» **EXERCISE INSTRUCTIONS**: Nothing but the lines from the one with "<point>373,276</point>" through the final line of the entries should appear in the answer, copied exactly and without pictures.

» **AVAILABLE RECORDS**:
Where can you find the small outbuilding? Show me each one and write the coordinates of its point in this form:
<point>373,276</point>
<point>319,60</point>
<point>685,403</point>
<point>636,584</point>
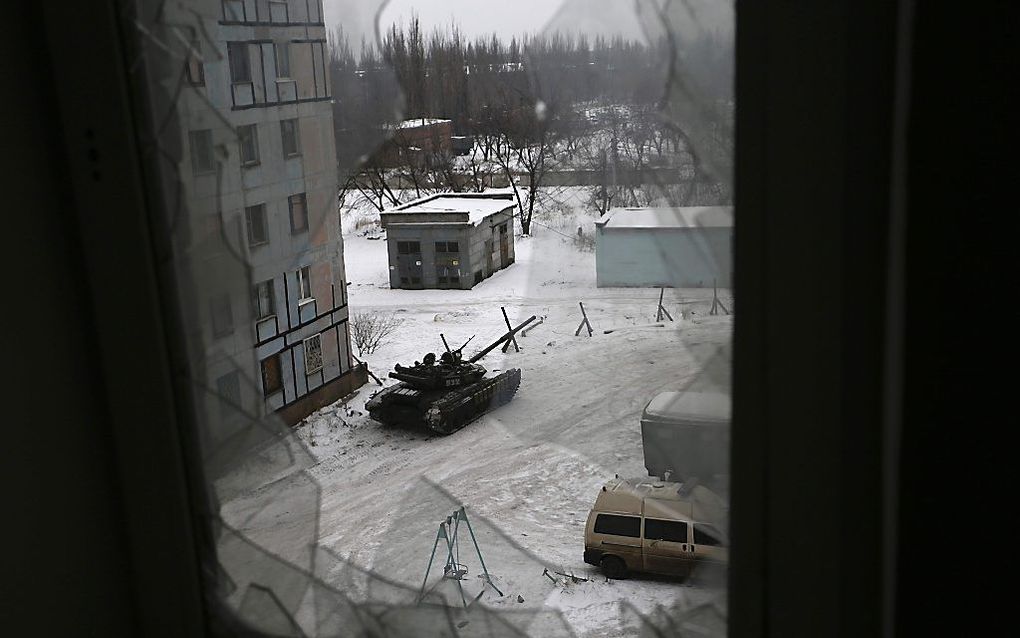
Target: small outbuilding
<point>450,240</point>
<point>681,247</point>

» **OUTPUT FOR THIS TASK**:
<point>373,276</point>
<point>319,60</point>
<point>685,403</point>
<point>636,584</point>
Target: small outbuilding
<point>450,240</point>
<point>681,247</point>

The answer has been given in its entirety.